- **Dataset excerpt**
* BEGIN *
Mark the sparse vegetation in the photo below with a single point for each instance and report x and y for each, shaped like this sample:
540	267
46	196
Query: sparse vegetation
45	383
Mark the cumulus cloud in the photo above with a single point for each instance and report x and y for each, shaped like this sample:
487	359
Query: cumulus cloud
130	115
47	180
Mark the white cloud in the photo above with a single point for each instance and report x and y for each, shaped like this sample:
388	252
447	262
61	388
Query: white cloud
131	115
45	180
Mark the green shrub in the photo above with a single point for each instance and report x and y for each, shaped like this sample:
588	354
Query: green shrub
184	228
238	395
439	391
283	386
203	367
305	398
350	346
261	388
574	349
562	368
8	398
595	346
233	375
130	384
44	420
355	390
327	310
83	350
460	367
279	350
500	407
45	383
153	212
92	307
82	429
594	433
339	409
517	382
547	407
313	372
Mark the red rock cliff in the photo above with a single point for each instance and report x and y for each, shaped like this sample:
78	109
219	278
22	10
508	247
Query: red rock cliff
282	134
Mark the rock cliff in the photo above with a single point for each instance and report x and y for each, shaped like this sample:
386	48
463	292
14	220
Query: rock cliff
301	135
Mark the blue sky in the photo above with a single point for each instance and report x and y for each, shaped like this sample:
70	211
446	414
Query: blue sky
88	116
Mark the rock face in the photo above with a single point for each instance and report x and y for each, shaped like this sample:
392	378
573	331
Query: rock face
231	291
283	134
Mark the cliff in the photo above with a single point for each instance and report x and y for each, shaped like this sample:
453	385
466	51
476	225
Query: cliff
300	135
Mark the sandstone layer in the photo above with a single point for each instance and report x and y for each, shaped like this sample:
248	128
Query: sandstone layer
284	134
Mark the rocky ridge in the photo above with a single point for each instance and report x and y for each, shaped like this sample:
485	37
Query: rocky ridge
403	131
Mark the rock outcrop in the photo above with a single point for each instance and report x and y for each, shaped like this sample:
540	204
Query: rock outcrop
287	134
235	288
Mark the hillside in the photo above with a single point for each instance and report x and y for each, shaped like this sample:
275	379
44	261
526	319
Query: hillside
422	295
* END *
- **Stated exercise**
Rewrite the rows from the one containing "Mark the cliff" through the final row, changing "hillside" to "slope" and keeping all else the same.

- **Task output**
Mark the cliff in the photo above with a single point for each instance and report x and y for each, shaped like this sample:
453	385
466	51
476	225
Query: cliff
300	135
Mark the sandstone layer in the photo above with a single point for each instance and report x and y for each, shaped like this sample:
248	128
Query: sandstone layer
284	134
Mark the rocky ridge in the photo above with a single point for each instance and report x and y for each, shaped like this sample:
485	37
Query: rocky ridge
403	131
Mark the rock outcrop in the photo above with a single point for each instance and report x and y for each, shaped like this sample:
540	204
Query: rock outcrop
287	134
235	288
Mark the slope in the photo above with a single point for each instance and report x and y for each, shaped like this sample:
275	379
44	261
526	319
Query: slope
422	295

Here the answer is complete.